- **EXCERPTED TEXT**
=====
For two years, the three filmmakers continued to shoot intermittently and send demos out without raising any additional money. KTCA, a public television channel in Minnesota, heard about the film, and pledged $60,000, plus another $70,000 from the Corporation for Public Broadcasting, to fund an hour-long film. While continuing to search for more funds, the filmmakers considered other ideas, including a segment on a female high school player and a comedy sketch starring Tim Meadows.

With limited financial backing, James, Marx, and Gilbert could only manage 22 days of filming for the entire first two years, and each of the filmmakers worked on other projects at times during the filming of Hoop Dreams. By continuing to include Agee even after he was dropped from St. Joseph, they won the trust of him and his family, and the filmmakers began to delve deeper into the personal lives of the boys. At one point, the electricity was turned off in the Agee home; the filmmakers continued filming and (off-camera) provided money for the lights to be turned back on.

The filmmakers shot another 40 days during the boys' junior year. James was able to leverage a relationship with the vice president of the MacArthur Foundation into a $250,000 grant for the film, which allowed them to shoot 100 days from the end of junior year to the end of the film. By the end of filming, they had captured 250 hours of footage.

===Post-production===
Hoop Dreams spent three years in editing, during which it was cut down from a first assemblage of more than 10 hours, to a six-hour version, to a rough cut that they showed the boys, their families, and Coach Pingatore. Per their original agreement, Marx handled the editing, but after two years he asked James and William Haugse to step in to help him. James and Haugse spent another year and a half editing. By the spring of 1993, they had a cut ready and began to consider releasing it in theaters.

==Release==
Hoop Dreams premiered at the 1994 Sundance Film Festival, where it won the Audience Award for Best Documentary. It ran on the closing night of the 1994 New York Film Festival, the first time a documentary film had ever closed the festival. The filmmakers had previously had to turn down an appearance at the 1993 edition of the festival as the film was not yet ready. Its appearance at Sundance helped it secure a distribution deal with Fine Line Features, and the film opened nationwide on October 21, 1994. It grossed $7.8 million domestically and $4 million internationally, for a worldwide total of $11.8 million.
=====
- **BRIEF A**
Use the text about the making of Hoop Dreams to answer these questions, one line each.
(i) How many days of filming did the filmmakers manage across the entire first two years?
(ii) How much was the MacArthur Foundation grant that James obtained for the film?
(iii) What was the film's worldwide gross?
- **BRIEF B**
Write the next part of the text about the making and release of Hoop Dreams, picking up after its final sentence.

Region pointing records:
=====
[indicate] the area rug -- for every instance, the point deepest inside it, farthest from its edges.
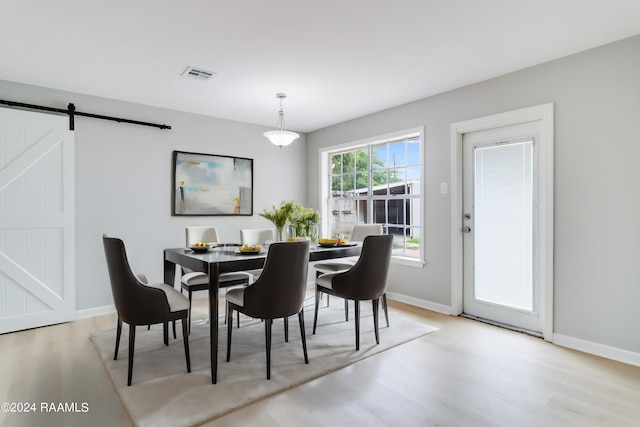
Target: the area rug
(164, 394)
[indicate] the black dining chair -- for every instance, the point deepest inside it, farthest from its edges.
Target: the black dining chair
(140, 304)
(277, 293)
(366, 280)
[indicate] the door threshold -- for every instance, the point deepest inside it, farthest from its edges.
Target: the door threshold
(503, 325)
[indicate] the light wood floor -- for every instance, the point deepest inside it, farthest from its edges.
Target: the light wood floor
(466, 374)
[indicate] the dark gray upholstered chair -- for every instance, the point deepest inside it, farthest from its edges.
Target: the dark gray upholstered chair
(360, 231)
(278, 293)
(140, 304)
(366, 280)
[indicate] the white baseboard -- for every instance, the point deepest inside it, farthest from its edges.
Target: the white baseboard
(596, 349)
(602, 350)
(96, 311)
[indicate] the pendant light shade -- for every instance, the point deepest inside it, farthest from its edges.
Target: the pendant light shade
(281, 137)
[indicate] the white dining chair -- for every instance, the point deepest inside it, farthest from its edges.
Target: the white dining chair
(256, 236)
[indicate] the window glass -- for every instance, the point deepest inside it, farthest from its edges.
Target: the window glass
(378, 183)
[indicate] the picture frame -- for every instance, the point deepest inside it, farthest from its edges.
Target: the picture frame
(211, 185)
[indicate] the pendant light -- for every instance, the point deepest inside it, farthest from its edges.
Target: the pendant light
(281, 137)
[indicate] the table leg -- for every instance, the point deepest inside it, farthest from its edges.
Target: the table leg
(213, 320)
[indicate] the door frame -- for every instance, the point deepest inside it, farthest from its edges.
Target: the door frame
(543, 113)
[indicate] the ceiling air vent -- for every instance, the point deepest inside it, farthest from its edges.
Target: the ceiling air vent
(198, 73)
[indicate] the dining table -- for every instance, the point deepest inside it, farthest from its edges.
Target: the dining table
(225, 258)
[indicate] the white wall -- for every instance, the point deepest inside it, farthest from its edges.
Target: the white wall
(597, 236)
(123, 180)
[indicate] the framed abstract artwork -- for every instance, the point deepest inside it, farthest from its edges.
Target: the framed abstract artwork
(208, 184)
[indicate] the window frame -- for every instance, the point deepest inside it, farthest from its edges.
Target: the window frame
(325, 190)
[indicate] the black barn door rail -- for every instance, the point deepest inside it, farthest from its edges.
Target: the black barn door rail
(71, 111)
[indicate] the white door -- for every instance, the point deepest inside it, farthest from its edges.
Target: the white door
(500, 213)
(37, 283)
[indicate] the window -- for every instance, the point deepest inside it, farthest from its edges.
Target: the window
(379, 182)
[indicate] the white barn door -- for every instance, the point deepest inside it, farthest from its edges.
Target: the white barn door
(37, 239)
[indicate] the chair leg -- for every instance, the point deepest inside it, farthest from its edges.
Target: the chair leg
(303, 336)
(118, 334)
(185, 338)
(318, 274)
(286, 329)
(229, 329)
(132, 341)
(357, 314)
(374, 302)
(190, 295)
(267, 333)
(315, 314)
(384, 307)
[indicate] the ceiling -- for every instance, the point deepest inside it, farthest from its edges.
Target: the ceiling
(335, 59)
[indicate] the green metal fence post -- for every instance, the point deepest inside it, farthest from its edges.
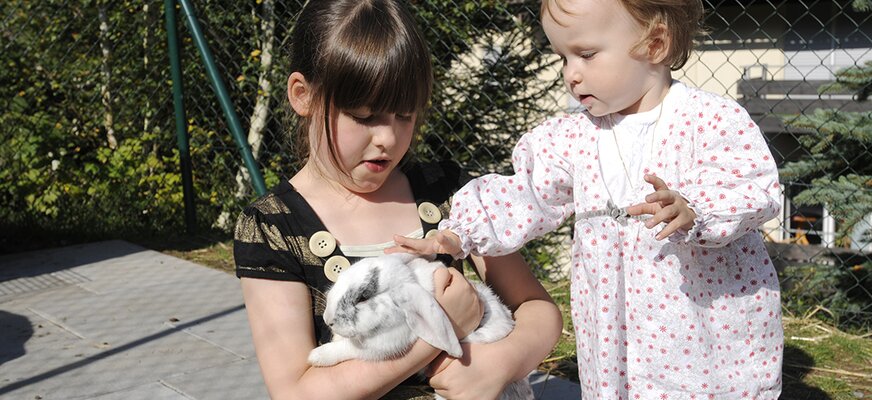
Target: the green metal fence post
(223, 97)
(181, 118)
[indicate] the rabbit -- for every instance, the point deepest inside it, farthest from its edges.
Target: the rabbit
(381, 305)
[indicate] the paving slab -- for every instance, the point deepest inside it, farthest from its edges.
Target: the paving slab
(113, 320)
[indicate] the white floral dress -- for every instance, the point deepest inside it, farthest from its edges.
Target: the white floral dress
(697, 316)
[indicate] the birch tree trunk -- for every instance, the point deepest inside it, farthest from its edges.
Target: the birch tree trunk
(105, 89)
(260, 115)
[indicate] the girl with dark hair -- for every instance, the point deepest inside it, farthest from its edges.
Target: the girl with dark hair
(361, 79)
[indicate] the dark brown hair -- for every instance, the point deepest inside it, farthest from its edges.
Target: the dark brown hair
(359, 53)
(682, 19)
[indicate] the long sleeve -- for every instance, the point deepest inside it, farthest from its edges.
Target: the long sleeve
(732, 184)
(497, 214)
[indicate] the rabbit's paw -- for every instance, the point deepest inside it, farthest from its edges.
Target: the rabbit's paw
(327, 354)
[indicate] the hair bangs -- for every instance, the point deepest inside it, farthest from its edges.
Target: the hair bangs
(378, 68)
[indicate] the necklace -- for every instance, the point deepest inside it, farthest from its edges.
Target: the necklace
(620, 214)
(621, 157)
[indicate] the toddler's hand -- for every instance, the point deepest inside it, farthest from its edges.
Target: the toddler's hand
(459, 300)
(443, 242)
(665, 206)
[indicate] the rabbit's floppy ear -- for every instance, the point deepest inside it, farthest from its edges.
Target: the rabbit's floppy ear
(427, 319)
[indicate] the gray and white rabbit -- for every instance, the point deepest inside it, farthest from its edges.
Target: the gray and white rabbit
(380, 305)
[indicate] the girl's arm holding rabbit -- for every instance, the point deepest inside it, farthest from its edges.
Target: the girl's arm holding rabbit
(281, 319)
(538, 325)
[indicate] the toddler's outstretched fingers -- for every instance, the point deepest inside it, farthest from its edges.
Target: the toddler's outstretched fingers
(643, 208)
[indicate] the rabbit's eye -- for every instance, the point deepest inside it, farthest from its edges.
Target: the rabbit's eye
(370, 289)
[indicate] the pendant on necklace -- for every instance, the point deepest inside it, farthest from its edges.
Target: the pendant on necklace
(618, 214)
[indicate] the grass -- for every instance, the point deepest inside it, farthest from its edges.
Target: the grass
(820, 362)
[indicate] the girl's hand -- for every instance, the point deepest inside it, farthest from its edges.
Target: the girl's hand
(472, 376)
(459, 300)
(443, 242)
(665, 206)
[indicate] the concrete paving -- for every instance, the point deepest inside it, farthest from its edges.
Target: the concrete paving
(113, 320)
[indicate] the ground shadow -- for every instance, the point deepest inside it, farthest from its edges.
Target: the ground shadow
(40, 262)
(797, 364)
(15, 330)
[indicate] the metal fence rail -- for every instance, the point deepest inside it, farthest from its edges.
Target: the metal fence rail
(89, 148)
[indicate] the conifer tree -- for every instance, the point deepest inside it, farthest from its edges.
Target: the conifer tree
(839, 165)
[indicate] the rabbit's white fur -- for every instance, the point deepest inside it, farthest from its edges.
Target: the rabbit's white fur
(381, 305)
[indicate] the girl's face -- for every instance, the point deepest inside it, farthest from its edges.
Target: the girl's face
(594, 39)
(368, 146)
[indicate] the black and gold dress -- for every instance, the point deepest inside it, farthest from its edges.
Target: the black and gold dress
(280, 237)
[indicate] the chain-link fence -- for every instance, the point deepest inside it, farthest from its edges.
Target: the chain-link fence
(89, 147)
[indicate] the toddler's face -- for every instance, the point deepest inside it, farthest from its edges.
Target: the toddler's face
(594, 39)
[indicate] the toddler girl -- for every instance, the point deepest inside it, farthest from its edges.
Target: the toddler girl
(690, 309)
(361, 78)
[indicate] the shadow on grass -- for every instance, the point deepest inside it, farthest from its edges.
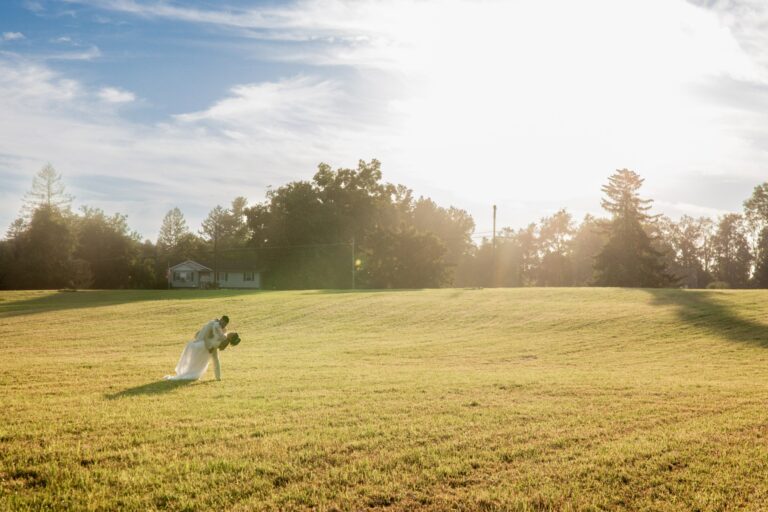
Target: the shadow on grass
(47, 301)
(708, 311)
(154, 388)
(339, 291)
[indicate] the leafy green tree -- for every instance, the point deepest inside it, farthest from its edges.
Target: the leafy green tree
(756, 215)
(628, 258)
(588, 241)
(48, 190)
(554, 240)
(452, 226)
(404, 258)
(689, 238)
(732, 255)
(45, 252)
(108, 246)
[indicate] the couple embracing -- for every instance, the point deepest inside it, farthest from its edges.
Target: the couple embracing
(199, 352)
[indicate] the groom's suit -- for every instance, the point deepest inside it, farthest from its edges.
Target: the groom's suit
(212, 335)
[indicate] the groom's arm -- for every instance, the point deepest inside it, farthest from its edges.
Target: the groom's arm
(216, 364)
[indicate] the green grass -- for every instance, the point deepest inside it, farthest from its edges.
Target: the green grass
(522, 399)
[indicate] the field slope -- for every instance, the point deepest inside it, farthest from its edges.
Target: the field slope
(515, 399)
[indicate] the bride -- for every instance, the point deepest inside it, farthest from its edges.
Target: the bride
(197, 354)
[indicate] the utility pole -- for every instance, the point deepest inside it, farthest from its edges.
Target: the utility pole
(354, 263)
(216, 254)
(493, 276)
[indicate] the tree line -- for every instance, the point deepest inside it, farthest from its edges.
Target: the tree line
(348, 227)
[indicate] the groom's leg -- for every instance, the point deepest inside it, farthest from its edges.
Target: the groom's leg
(216, 364)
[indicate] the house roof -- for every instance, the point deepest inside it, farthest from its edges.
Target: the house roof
(192, 265)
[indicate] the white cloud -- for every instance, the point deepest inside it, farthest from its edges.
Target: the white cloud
(259, 136)
(477, 103)
(12, 36)
(115, 95)
(90, 54)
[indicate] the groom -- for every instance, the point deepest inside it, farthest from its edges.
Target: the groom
(214, 335)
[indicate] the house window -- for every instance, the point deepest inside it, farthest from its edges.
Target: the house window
(183, 275)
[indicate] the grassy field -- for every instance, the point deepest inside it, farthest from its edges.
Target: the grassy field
(519, 399)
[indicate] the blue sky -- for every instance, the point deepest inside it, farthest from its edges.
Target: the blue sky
(144, 105)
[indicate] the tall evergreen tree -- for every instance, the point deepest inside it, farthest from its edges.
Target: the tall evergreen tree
(172, 231)
(628, 259)
(47, 190)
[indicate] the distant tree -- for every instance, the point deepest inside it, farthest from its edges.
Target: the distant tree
(47, 190)
(452, 226)
(588, 241)
(304, 231)
(554, 241)
(404, 258)
(227, 226)
(761, 263)
(628, 258)
(756, 215)
(108, 246)
(16, 228)
(732, 255)
(689, 238)
(172, 230)
(45, 252)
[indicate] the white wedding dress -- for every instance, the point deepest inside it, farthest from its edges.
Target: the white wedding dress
(195, 358)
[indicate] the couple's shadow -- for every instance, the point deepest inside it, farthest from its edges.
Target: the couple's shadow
(155, 388)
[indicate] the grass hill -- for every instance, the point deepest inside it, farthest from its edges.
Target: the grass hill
(504, 399)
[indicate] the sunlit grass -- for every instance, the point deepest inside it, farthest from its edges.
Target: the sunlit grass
(524, 399)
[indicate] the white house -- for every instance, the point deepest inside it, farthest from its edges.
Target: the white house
(191, 274)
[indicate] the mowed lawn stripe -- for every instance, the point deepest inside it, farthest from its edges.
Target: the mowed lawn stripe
(508, 399)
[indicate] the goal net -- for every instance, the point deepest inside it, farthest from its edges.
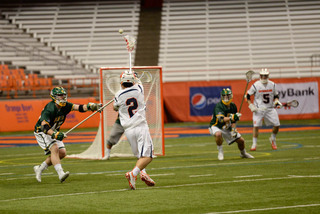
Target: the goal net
(151, 78)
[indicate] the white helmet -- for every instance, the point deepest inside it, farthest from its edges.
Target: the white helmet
(127, 77)
(264, 72)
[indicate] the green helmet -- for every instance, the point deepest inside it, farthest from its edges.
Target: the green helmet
(226, 96)
(59, 96)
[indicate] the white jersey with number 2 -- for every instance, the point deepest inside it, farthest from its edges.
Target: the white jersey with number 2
(131, 105)
(263, 94)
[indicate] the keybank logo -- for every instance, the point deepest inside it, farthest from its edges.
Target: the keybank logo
(198, 101)
(204, 99)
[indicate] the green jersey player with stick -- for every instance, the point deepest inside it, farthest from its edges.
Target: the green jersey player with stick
(222, 124)
(47, 131)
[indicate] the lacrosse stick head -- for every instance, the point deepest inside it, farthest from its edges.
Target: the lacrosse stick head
(249, 75)
(130, 42)
(145, 77)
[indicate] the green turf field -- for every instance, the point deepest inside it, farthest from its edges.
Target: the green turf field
(189, 179)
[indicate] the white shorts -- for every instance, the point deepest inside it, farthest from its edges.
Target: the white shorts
(140, 141)
(270, 117)
(46, 142)
(226, 134)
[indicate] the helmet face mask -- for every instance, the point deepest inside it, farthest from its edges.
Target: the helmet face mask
(127, 77)
(226, 96)
(264, 75)
(59, 96)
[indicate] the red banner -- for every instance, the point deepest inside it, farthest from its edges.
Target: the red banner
(187, 101)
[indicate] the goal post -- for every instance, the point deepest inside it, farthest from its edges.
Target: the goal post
(151, 78)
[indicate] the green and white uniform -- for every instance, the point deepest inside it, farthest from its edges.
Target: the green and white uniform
(55, 118)
(217, 124)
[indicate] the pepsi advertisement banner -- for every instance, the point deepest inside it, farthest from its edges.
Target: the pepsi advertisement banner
(204, 99)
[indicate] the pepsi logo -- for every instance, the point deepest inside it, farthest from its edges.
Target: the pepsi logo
(198, 101)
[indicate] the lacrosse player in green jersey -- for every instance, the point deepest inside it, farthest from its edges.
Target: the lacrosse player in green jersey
(47, 131)
(223, 122)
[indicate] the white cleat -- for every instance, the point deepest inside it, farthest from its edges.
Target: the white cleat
(146, 178)
(246, 155)
(220, 156)
(132, 180)
(63, 176)
(38, 172)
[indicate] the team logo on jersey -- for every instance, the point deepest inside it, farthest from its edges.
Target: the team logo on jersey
(199, 101)
(204, 99)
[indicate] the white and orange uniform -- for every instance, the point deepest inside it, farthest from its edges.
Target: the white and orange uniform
(264, 95)
(132, 113)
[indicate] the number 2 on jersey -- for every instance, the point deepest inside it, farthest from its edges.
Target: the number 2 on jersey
(133, 105)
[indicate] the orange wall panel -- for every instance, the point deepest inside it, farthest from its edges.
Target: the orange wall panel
(22, 115)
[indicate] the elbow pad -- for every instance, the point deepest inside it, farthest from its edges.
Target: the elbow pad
(45, 128)
(248, 96)
(81, 108)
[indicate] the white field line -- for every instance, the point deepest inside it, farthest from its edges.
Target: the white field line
(247, 176)
(156, 187)
(196, 176)
(161, 168)
(268, 208)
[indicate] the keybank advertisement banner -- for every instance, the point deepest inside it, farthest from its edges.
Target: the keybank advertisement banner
(306, 93)
(204, 99)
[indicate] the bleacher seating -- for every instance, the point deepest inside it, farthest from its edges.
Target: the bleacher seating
(200, 40)
(210, 40)
(85, 31)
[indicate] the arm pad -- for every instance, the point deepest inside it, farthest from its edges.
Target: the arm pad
(248, 96)
(81, 108)
(45, 128)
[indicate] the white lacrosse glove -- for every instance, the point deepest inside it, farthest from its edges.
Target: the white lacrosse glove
(277, 104)
(234, 132)
(94, 106)
(253, 108)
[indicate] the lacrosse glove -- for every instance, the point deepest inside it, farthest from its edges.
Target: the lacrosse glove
(253, 108)
(58, 135)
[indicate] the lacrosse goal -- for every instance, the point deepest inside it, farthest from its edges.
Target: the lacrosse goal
(151, 78)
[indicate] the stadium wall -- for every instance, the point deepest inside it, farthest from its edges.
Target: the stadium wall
(22, 115)
(183, 102)
(194, 101)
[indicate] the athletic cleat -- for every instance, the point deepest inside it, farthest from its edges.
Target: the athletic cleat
(131, 179)
(273, 144)
(146, 178)
(38, 172)
(220, 156)
(64, 176)
(246, 155)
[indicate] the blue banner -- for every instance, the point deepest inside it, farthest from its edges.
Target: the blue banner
(204, 99)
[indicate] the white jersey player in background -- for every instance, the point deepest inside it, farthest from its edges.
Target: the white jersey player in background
(266, 99)
(129, 102)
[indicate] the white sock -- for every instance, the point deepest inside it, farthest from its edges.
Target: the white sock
(136, 171)
(108, 153)
(254, 141)
(58, 168)
(43, 166)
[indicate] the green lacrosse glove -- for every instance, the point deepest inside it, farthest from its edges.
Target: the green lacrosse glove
(58, 135)
(93, 106)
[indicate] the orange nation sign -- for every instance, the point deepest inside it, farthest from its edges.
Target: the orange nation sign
(194, 101)
(22, 115)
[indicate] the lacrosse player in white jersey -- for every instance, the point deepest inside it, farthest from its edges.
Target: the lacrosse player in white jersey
(129, 102)
(266, 99)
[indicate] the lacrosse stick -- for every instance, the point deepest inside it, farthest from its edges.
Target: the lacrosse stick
(130, 46)
(249, 75)
(99, 110)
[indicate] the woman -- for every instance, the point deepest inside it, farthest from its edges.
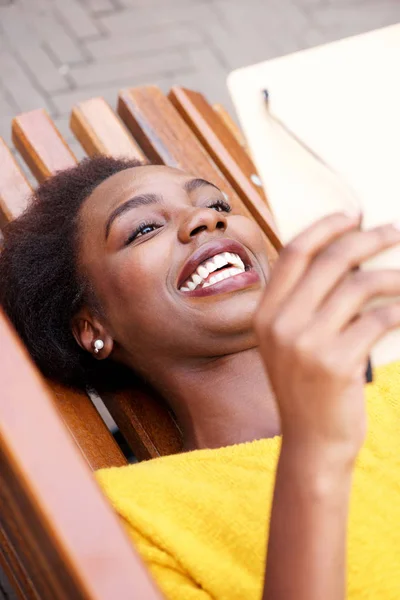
=====
- **ANSWER SPACE A**
(i) 22 days
(ii) $250,000
(iii) $11.8 million

- **ANSWER SPACE B**
==Reception==
The film was widely acclaimed by critics. Gene Siskel and Roger Ebert gave the film "Two Very Enthusiastic Thumbs Up" on their show, with both critics naming Hoop Dreams the best film of 1994. Ebert in his initial television review proclaimed "This is one of the best films about American life that I have ever seen", and later called it the best film of the decade and "one of the great moviegoing experiences of my lifetime." In 2004, The New York Times placed the film on its Best 1000 Movies Ever list. The film has a 98% approval rating from Rotten Tomatoes, based on 62 reviews with an average rating of 8.8/10. The website's critical consensus states, "One of the most critically acclaimed documentaries of all time, Hoop Dreams is a rich, complex, heartbreaking, and ultimately deeply rewarding film that uses high school hoops as a jumping-off point to explore issues of race, class, and education in modern America." Metacritic assigned the film a weighted average score of 98 out of 100, based on 19 critics, indicating "universal acclaim".

In 2024, Looper ranked it number 2 on its list of the "50 Best PG-13 Movies of All Time," writing "Don't be intimidated by the 170-minute runtime of Hoop Dreams. Though a lengthy commitment, this project from director Steve James is undeniably rewarding as a cinematic experience."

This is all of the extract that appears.